Quote the records that follow in full and exactly; leave out the pictures.

RECORDS FOR PROCESSING:
▶

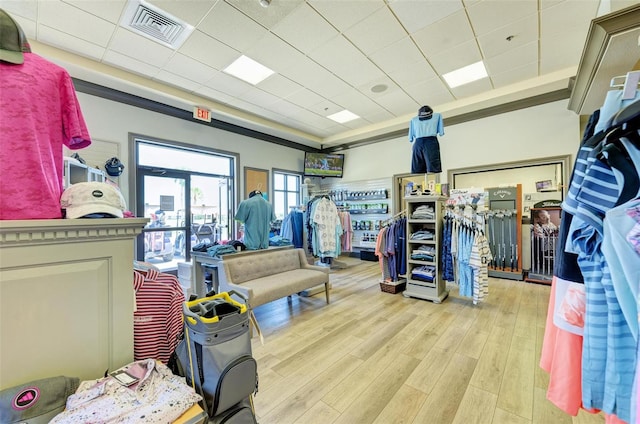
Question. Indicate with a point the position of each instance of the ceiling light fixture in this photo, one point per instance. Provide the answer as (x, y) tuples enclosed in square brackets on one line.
[(465, 75), (248, 70), (342, 117)]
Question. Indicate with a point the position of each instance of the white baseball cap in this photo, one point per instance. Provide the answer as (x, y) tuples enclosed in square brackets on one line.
[(89, 198)]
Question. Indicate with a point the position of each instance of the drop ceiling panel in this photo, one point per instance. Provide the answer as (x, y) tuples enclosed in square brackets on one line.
[(343, 14), (515, 75), (217, 55), (437, 38), (416, 15), (397, 55), (521, 32), (345, 61), (376, 31), (461, 55), (230, 26), (513, 58), (109, 10), (327, 54), (131, 64), (75, 22), (491, 14), (63, 40), (141, 48), (305, 29)]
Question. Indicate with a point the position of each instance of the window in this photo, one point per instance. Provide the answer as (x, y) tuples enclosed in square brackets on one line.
[(186, 192), (286, 192)]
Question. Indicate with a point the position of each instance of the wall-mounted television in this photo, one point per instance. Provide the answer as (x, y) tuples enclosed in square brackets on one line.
[(323, 164)]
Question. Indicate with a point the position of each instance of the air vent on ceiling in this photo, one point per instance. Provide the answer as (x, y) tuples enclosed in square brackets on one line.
[(155, 24)]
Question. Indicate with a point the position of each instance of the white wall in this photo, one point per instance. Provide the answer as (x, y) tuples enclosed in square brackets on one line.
[(110, 121), (541, 131)]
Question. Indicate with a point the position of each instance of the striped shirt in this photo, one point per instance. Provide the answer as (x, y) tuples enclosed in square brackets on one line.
[(157, 321)]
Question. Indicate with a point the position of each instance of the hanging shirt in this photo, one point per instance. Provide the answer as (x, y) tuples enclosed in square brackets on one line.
[(426, 128), (40, 114), (257, 215)]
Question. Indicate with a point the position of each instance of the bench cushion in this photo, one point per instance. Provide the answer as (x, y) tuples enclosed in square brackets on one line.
[(272, 287)]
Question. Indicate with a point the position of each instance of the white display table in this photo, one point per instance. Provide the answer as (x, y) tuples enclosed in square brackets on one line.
[(66, 297)]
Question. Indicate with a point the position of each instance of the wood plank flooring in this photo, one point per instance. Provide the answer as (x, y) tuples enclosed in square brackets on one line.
[(374, 357)]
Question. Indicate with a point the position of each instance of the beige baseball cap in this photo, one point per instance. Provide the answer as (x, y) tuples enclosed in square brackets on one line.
[(13, 42), (92, 200)]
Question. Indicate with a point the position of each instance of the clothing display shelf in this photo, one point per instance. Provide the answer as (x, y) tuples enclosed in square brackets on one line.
[(425, 232), (76, 172), (369, 204)]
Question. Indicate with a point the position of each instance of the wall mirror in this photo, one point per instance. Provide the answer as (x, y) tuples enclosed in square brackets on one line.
[(551, 171)]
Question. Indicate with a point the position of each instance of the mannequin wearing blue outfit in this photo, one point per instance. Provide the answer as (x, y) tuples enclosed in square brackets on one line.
[(257, 215), (423, 132)]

◀

THE COMPLETED TASK:
Question. Indicate with a point the position of each instance of the ceiling light fixture in this photo, one point per instance. Provide the answer as (x, y) tuples enclosed in square brackets on one line.
[(465, 75), (248, 70), (342, 117)]
Question. Indicate with a point the position of each instance of the white baseball cap in this photo, one point per instance. Provide the answer as (x, y) tuples enclosed in square brackets on one line.
[(89, 198)]
Question. Indicate with a point the position of each instance of the drop ceiling panel in this photo, one point per instance. Provide the answer as (x, y) tuples enclosed in square brackets on one line.
[(343, 14), (515, 75), (217, 55), (437, 38), (416, 15), (397, 55), (521, 32), (345, 61), (376, 31), (461, 55), (230, 26), (513, 58), (109, 10), (327, 54), (131, 64), (75, 22), (491, 14), (63, 40), (141, 48), (305, 29)]
Question. Indicate with a point the position of each instance of the window in this photo, one point per instance. Provide the answer as (x, y) tuples enclosed in square brackets on one line.
[(186, 192), (286, 192)]
Question. Indicate with a point the position of each instance of the wall-mounted television in this photo, one point per instance. Provide the answer as (x, y) tuples enclosed in square brackets on one line.
[(323, 164)]
Question. Indicate with a point the position of each instance of the air vent on ceiling in this photo, one point per instance. Provide the answer as (x, y) tuples enclosed in square brackets on one line.
[(155, 24)]
Question. Indicate with a point the position of each instance of the white wall in this photo, one point per instance. Provide the answer as (x, y) tuples enclosed in square brackets on one line.
[(110, 121), (541, 131)]
Question. Indicate with a point the position of each instance of the striped shirt in this photo, one point per instance. Provide the answer as (x, y) tuples enclosed in square brackets on one line.
[(157, 321)]
Question. Indicate with a point the position of each instance of the hanging shirt in this photo, one point per instance. Provide the answer as (x, y) tuples enclosed in square brackets on one line.
[(426, 128), (40, 114), (257, 215)]
Question. Indicate with a point the position of each instance of the bench cushion in this photo, one point per instance. Provide the answer as (x, y) tuples enclosed in square brackets on one line.
[(272, 287)]
Question. Indicate with a point the position of each instance of the white display table in this photo, one point per instance. Provide the answer as (x, y) tuples enclosed in square brackets on one line.
[(66, 297)]
Question. Indicate with a point the position of each instance of the wood plank flooring in this photo, one point per instance. Provide the answer as (x, y) tuples enclosed in square brackets on one line.
[(374, 357)]
Question. Indicate with a point the position of each instance of the beige baseball cap in this photo, one point per instance. Provide the answer as (x, y) tuples enclosed in square brackets on one line.
[(13, 42), (92, 200)]
Question. Indicate with a point the position of each instance of the clothing display shelf in this photo, one point per instance. Provide the answer as (x, y) tuples enclosed in square brackets on one line.
[(425, 232), (76, 172), (369, 204)]
Question. Indicate with a point the position of each instance of the wall mirror in this photo, one point per instance. Provide the answer as (x, y) tuples enclosed in square brackets on one line.
[(551, 171)]
Question. Indicate with a point the position of each instance of the mannequin wearing blue outfit in this photo, one point per instance. Provide the answer as (x, y) tuples enclosed in square brackets on one line.
[(257, 215), (423, 132)]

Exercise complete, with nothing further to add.